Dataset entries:
################

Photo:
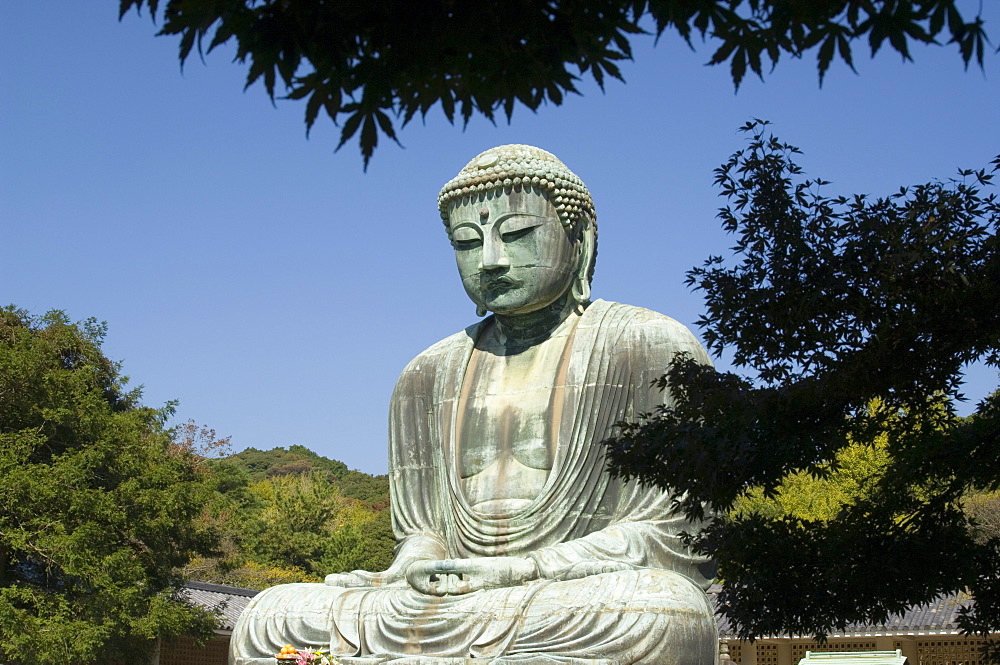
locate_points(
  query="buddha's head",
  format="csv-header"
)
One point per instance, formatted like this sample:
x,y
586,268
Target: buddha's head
x,y
524,230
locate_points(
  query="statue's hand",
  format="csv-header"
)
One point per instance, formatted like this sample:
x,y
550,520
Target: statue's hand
x,y
457,576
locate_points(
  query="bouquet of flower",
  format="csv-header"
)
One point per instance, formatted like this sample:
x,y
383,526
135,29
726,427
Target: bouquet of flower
x,y
288,654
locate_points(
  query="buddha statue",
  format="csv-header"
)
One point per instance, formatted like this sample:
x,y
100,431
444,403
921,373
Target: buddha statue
x,y
514,544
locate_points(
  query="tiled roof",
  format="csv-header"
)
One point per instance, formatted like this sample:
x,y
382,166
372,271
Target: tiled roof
x,y
937,617
854,658
227,601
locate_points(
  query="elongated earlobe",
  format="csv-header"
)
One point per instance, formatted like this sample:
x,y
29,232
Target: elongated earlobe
x,y
581,281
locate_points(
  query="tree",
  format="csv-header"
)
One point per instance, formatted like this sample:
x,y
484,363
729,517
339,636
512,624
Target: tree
x,y
828,304
376,64
293,516
98,507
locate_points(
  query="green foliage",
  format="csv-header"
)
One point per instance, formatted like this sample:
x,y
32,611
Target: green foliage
x,y
98,507
850,478
298,459
290,515
831,303
376,64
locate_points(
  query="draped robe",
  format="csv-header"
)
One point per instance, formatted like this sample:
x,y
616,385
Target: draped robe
x,y
616,583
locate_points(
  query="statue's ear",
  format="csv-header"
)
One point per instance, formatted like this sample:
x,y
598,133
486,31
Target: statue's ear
x,y
581,281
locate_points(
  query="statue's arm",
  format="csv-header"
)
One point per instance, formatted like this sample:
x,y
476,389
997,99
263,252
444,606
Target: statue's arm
x,y
643,532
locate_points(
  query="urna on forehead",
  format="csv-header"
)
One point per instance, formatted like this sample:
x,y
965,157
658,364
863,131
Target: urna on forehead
x,y
517,168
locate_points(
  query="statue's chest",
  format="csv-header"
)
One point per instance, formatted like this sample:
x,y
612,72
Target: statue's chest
x,y
510,411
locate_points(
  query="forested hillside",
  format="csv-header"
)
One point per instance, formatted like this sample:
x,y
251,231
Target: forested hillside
x,y
290,515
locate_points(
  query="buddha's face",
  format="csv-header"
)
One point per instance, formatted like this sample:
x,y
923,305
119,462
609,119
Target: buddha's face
x,y
513,253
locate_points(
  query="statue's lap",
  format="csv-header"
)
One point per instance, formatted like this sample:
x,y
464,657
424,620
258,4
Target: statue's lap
x,y
632,616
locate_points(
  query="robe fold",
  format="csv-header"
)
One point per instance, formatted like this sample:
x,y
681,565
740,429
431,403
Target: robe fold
x,y
648,607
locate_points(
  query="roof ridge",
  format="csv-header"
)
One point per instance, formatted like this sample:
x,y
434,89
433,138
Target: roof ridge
x,y
221,588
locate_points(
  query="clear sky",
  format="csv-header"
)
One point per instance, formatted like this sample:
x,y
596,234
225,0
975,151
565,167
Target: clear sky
x,y
276,290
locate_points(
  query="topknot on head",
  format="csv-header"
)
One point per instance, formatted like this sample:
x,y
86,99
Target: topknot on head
x,y
517,167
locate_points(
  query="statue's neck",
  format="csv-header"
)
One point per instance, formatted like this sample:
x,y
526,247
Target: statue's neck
x,y
533,327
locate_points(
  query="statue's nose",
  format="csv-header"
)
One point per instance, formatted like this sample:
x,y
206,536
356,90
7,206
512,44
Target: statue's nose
x,y
494,255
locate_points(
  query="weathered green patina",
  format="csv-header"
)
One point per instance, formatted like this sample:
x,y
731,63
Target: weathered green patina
x,y
514,543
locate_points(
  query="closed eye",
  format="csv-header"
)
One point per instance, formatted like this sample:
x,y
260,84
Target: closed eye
x,y
519,226
466,236
509,236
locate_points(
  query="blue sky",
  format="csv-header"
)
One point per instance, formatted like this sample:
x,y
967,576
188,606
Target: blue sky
x,y
276,290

################

Please copy the lines above exactly as written, apart from any pictures.

Photo:
locate_points(
  query="buddha's head",
  format="csv-header"
)
One point per instance, formatted like this sample:
x,y
586,268
Target: buddha's head
x,y
524,230
locate_points(
  query="statue's hand",
  format="csv-header"
)
One point per instance, formatted like this sample:
x,y
550,520
Target: statue's hand
x,y
457,576
locate_points(
  query="bouquet of flower",
  format="csv-header"
)
One point per instance, formatted like this sample:
x,y
383,526
135,29
726,427
Target: bouquet of flower
x,y
288,654
locate_points(
  query="buddha statue",
  format="csv-header"
)
One point per instance, formatted like this sample:
x,y
100,431
444,403
921,373
Target: buddha statue
x,y
514,544
locate_points(
  query="tiled roof",
  format="csv-header"
)
One point per instance, formatted like this sample:
x,y
382,166
372,271
Target: tiled roof
x,y
937,617
854,658
227,601
locate_points(
  query="elongated earlobe",
  format="csv-header"
)
One point per instance, formatted like this sample:
x,y
29,232
Target: elongated earlobe
x,y
581,281
locate_points(
  query="tree",
  format="csv-header"
)
One point per instance, formatted like this sample:
x,y
484,363
729,517
339,636
512,624
Target: tree
x,y
828,304
376,64
293,516
98,507
locate_points(
  query="green foliage",
  format="csv-header"
)
One point per instance, formatted like this sample:
x,y
32,611
Target: green foliage
x,y
98,507
850,478
298,459
290,515
831,303
376,64
locate_points(
  query="draped robe",
  format="csv-header"
)
One point per instance, formatted like this sample:
x,y
616,385
Target: draped robe
x,y
616,583
locate_points(
  query="statue's ear",
  format="csv-header"
)
One point per instance, formatted like this sample:
x,y
598,133
486,31
Target: statue's ear
x,y
581,281
locate_points(
  query="statue's arm",
  format="csv-header"
)
One point per instance, formatted like this sample:
x,y
476,389
997,99
263,252
444,606
Target: statue's arm
x,y
643,532
locate_points(
  query="urna on forehead",
  format="csv-header"
)
One point per instance, formatted like this sample:
x,y
965,157
658,364
863,131
Target: urna on forehead
x,y
517,168
locate_points(
  query="statue's chest",
  format="csv-header"
)
One point per instance, formatted like this sample:
x,y
612,72
Target: statue's chest
x,y
510,411
locate_points(
  query="forested hillside",
  format="csv-header"
)
One point per instance, formatted like this sample:
x,y
251,231
Target: forested hillside
x,y
290,515
locate_points(
  query="buddha's face",
  format="csv-header"
)
One point per instance, formatted like this sample:
x,y
923,305
119,462
609,119
Target: buddha's face
x,y
513,253
locate_points(
  query="statue's lap",
  format="csv-header"
)
One point per instance, formatted like this sample:
x,y
464,657
424,620
258,4
Target: statue's lap
x,y
632,616
locate_points(
  query="robe fold",
  format="csv-header"
)
One point per instance, formatted like this sample:
x,y
681,565
740,429
431,403
Target: robe fold
x,y
648,607
locate_points(
  query="roof ridge",
  format="csv-header"
)
One point per instance, formatted like this sample:
x,y
434,89
433,138
Target: roof ridge
x,y
221,588
locate_points(
  query="clear sky",
  format="csv-header"
)
One point per instance, formatted like this sample:
x,y
596,234
225,0
975,151
565,167
Target: clear sky
x,y
276,290
locate_points(
  query="topknot on head",
  format="csv-header"
)
One point per instance, formatted like this sample:
x,y
86,99
Target: topknot on head
x,y
517,167
locate_points(
  query="statue's neck",
  format="csv-header"
)
One point per instance, formatted like this sample:
x,y
526,247
Target: statue's neck
x,y
533,327
locate_points(
  query="statue's nose",
  format="csv-header"
)
One point per instance, formatted like this sample:
x,y
206,536
356,90
7,206
512,44
Target: statue's nose
x,y
494,255
locate_points(
  query="weathered green patina",
  format="csv-header"
)
One point per instance, formatted like this sample:
x,y
731,63
Target: weathered green patina
x,y
514,543
locate_points(
  query="closed eye",
  format="csv-header"
)
One point per instance, formatted like this sample:
x,y
260,84
Target: closed eye
x,y
519,226
466,236
509,236
locate_points(
  query="blue sky",
  format="csv-header"
)
One point per instance, formatted like this sample:
x,y
967,576
188,606
Target: blue sky
x,y
276,290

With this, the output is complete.